• Exercise description: Repeat the stretch of entries below from the line with "Question. For every instance of the spoon" through the line with "Question. For every instance of the asphalt". Include both ends and add nothing.

• Record set:
○ ○ ○ ○
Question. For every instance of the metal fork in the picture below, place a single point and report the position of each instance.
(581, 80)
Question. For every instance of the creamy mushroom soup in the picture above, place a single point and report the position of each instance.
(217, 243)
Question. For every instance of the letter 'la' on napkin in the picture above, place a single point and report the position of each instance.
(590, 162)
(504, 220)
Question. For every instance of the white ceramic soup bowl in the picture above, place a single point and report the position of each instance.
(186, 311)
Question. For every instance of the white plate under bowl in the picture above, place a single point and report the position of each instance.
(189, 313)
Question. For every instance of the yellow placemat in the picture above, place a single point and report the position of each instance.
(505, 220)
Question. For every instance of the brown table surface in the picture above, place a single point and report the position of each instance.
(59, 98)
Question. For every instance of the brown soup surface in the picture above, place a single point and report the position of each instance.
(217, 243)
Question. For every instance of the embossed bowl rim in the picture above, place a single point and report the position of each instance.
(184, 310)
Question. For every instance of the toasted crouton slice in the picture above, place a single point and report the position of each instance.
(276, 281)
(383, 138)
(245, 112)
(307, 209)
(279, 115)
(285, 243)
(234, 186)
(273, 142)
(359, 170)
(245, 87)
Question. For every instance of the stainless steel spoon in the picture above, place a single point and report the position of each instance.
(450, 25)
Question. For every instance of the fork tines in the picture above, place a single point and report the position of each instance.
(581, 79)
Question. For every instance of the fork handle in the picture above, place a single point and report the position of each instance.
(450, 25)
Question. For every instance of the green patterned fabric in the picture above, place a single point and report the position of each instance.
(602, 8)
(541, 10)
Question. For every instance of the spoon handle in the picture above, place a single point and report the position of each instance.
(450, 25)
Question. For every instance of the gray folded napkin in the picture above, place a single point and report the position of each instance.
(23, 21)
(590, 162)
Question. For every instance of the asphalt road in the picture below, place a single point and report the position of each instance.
○ ○ ○ ○
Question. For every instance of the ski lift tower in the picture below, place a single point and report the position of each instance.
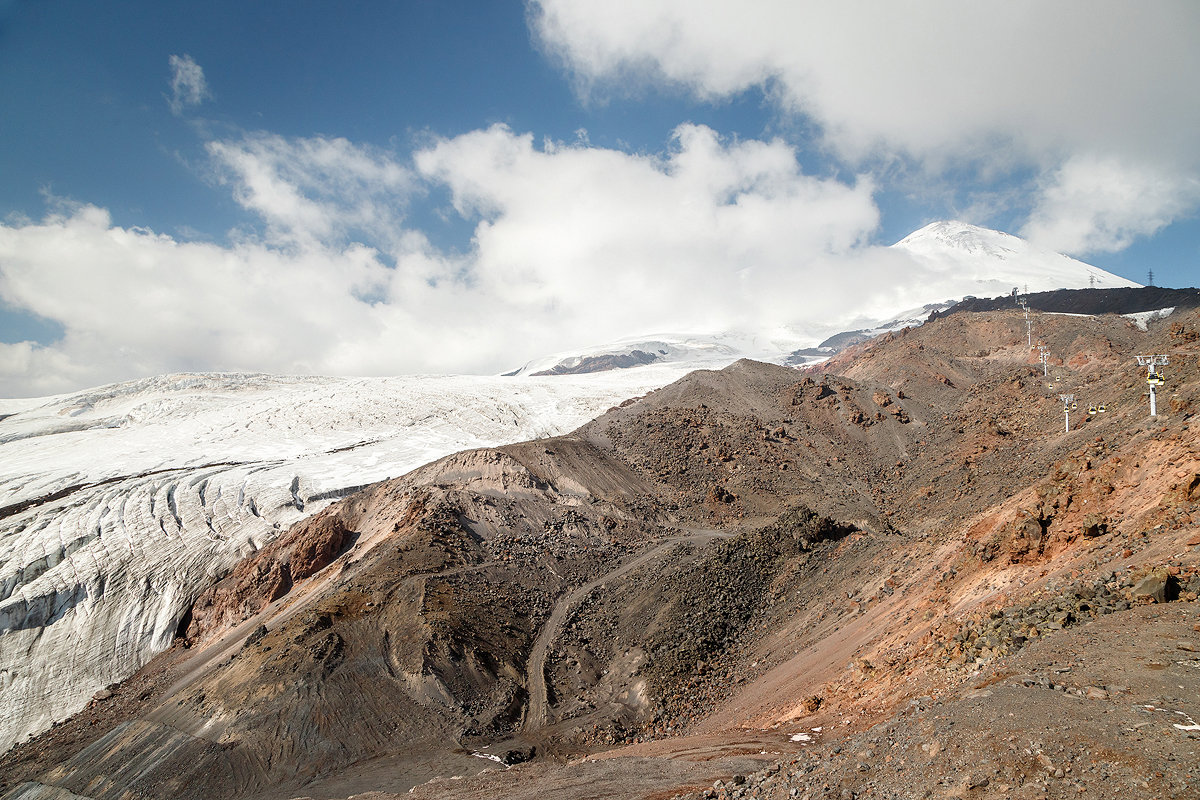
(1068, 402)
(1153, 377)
○ ○ ○ ○
• Answer for the task:
Question. For every instance of the spoon handle in the picture above, place a single point and report the position of each instance.
(450, 25)
Question. For every instance of the gray folded napkin in the picture above, place a single point and report the position of each instance.
(23, 21)
(590, 162)
Question. For every instance of the asphalt road in the picture below, place a single point and report the position of each instance.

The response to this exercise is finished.